* Problem statement *
Word for word, transcribe the records that follow.

###

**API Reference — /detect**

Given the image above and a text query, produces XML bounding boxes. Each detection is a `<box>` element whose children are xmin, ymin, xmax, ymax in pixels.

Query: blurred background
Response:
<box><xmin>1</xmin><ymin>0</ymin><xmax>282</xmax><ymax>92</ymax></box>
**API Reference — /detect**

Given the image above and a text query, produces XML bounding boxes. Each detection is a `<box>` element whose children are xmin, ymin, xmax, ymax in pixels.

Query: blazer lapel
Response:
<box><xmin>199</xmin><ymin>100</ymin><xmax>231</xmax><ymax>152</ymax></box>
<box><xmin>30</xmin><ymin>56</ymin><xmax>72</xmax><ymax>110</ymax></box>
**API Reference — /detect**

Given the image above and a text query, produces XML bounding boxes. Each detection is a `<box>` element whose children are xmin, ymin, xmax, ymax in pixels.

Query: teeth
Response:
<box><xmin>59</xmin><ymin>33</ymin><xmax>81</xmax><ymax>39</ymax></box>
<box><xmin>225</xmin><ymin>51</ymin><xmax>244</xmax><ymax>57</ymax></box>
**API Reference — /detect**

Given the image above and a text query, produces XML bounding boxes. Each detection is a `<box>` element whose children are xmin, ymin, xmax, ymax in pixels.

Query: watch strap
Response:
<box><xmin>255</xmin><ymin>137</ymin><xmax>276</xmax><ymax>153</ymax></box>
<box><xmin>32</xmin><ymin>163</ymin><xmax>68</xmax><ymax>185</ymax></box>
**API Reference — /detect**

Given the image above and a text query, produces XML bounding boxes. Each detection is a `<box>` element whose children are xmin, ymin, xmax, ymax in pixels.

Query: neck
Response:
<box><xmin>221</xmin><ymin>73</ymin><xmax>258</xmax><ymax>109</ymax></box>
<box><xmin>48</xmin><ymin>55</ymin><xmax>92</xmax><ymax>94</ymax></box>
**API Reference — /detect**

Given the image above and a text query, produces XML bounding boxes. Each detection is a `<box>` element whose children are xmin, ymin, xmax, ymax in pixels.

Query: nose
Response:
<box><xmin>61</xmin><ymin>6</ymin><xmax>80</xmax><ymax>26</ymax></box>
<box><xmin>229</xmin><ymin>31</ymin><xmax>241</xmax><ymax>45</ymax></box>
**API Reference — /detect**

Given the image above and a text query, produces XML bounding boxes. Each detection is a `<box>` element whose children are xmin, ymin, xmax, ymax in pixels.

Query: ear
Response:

###

* Response *
**API Reference — /detect**

Given the image above and a text query, produces XML bounding boxes. Each detection is a `<box>` element whose children are xmin, ymin, xmax, ymax in pixels.

Query: blurred background
Response:
<box><xmin>1</xmin><ymin>0</ymin><xmax>282</xmax><ymax>92</ymax></box>
**API Reference — /detect**

Given the image above and a text query, produces XML bounding boxes. Each detection is a `<box>` element whose children are xmin, ymin, xmax, ymax in pixels.

Query: blazer lapel
Response:
<box><xmin>199</xmin><ymin>100</ymin><xmax>231</xmax><ymax>152</ymax></box>
<box><xmin>30</xmin><ymin>56</ymin><xmax>72</xmax><ymax>110</ymax></box>
**API Reference — /detect**

Given the image above and a text query, produces XML bounding boxes. Each detection is a `<box>` element whose children are xmin, ymin, xmax, ymax in pixels.

Query: teeth
Response:
<box><xmin>59</xmin><ymin>33</ymin><xmax>81</xmax><ymax>39</ymax></box>
<box><xmin>225</xmin><ymin>51</ymin><xmax>244</xmax><ymax>57</ymax></box>
**API Reference — /detect**

Given the image above and a text query, produces XML bounding boxes. Each detection is a `<box>` element whose children are xmin, ymin, xmax, ymax in pixels.

Query: watch strap
Response:
<box><xmin>255</xmin><ymin>137</ymin><xmax>276</xmax><ymax>153</ymax></box>
<box><xmin>32</xmin><ymin>163</ymin><xmax>68</xmax><ymax>185</ymax></box>
**API Reference — /detect**

Given the image above and a text query, produces XML bounding boxes. Each detection is a `<box>` element whose children are xmin, ymin, xmax, ymax in pixels.

Query: neck
Response:
<box><xmin>221</xmin><ymin>73</ymin><xmax>258</xmax><ymax>109</ymax></box>
<box><xmin>48</xmin><ymin>55</ymin><xmax>92</xmax><ymax>94</ymax></box>
**API Reference — /detect**

Given the image above and a text query, produces XML bounding boxes. Each detection is a `<box>` element whose children are xmin, ymin, xmax, ymax in pixels.

Query: nose
Response:
<box><xmin>61</xmin><ymin>6</ymin><xmax>80</xmax><ymax>26</ymax></box>
<box><xmin>229</xmin><ymin>31</ymin><xmax>241</xmax><ymax>45</ymax></box>
**API Reference — /detect**

Given the image above and a text query, produces XML bounding boxes. Each detection is a `<box>` element whose children are xmin, ymin, xmax, ymax in pixels.

Query: ear
Response:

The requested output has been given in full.